(Bounding-Box-Einträge)
+ + + +

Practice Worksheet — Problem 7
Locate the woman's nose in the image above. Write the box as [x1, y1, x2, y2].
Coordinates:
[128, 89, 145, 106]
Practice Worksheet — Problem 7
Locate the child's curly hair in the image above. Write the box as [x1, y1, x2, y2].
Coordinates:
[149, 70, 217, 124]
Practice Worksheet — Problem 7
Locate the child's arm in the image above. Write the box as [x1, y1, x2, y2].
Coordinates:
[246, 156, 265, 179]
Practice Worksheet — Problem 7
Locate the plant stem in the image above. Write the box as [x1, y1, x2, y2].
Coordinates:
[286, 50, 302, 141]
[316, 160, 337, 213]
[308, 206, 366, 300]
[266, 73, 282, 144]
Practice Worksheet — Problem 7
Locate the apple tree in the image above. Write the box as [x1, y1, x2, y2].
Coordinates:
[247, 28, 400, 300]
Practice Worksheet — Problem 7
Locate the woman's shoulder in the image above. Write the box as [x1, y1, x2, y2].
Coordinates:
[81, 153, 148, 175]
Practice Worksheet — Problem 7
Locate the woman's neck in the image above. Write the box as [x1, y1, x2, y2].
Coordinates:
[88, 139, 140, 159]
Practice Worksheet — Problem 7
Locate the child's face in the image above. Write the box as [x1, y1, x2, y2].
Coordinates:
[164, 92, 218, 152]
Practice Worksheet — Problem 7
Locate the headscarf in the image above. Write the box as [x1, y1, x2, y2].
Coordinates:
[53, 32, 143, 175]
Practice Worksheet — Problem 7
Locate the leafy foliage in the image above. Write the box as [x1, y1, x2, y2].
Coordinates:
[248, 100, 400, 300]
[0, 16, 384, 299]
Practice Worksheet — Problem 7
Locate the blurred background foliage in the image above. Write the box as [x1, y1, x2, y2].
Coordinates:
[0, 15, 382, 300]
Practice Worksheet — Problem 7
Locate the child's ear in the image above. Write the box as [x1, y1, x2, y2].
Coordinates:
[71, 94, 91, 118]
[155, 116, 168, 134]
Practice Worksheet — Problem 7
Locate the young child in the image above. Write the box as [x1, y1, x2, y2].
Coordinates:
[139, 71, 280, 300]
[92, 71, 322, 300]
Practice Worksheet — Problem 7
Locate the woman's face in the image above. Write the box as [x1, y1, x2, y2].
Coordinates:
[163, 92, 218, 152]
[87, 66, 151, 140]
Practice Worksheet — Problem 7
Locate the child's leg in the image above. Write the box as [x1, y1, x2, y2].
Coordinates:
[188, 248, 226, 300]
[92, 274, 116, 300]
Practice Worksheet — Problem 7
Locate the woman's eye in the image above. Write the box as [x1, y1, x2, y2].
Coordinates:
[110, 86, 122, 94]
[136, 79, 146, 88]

+ + + +

Ziel der Übung. Suche im Material alle Zeilen, die das Wort „face“ enthalten, und schreib jede davon vollständig ab. Achte dabei auf Groß- und Kleinschreibung.

Antwort zur Aufgabe.
Locate the child's face in the image above. Write the box as [x1, y1, x2, y2].
Locate the woman's face in the image above. Write the box as [x1, y1, x2, y2].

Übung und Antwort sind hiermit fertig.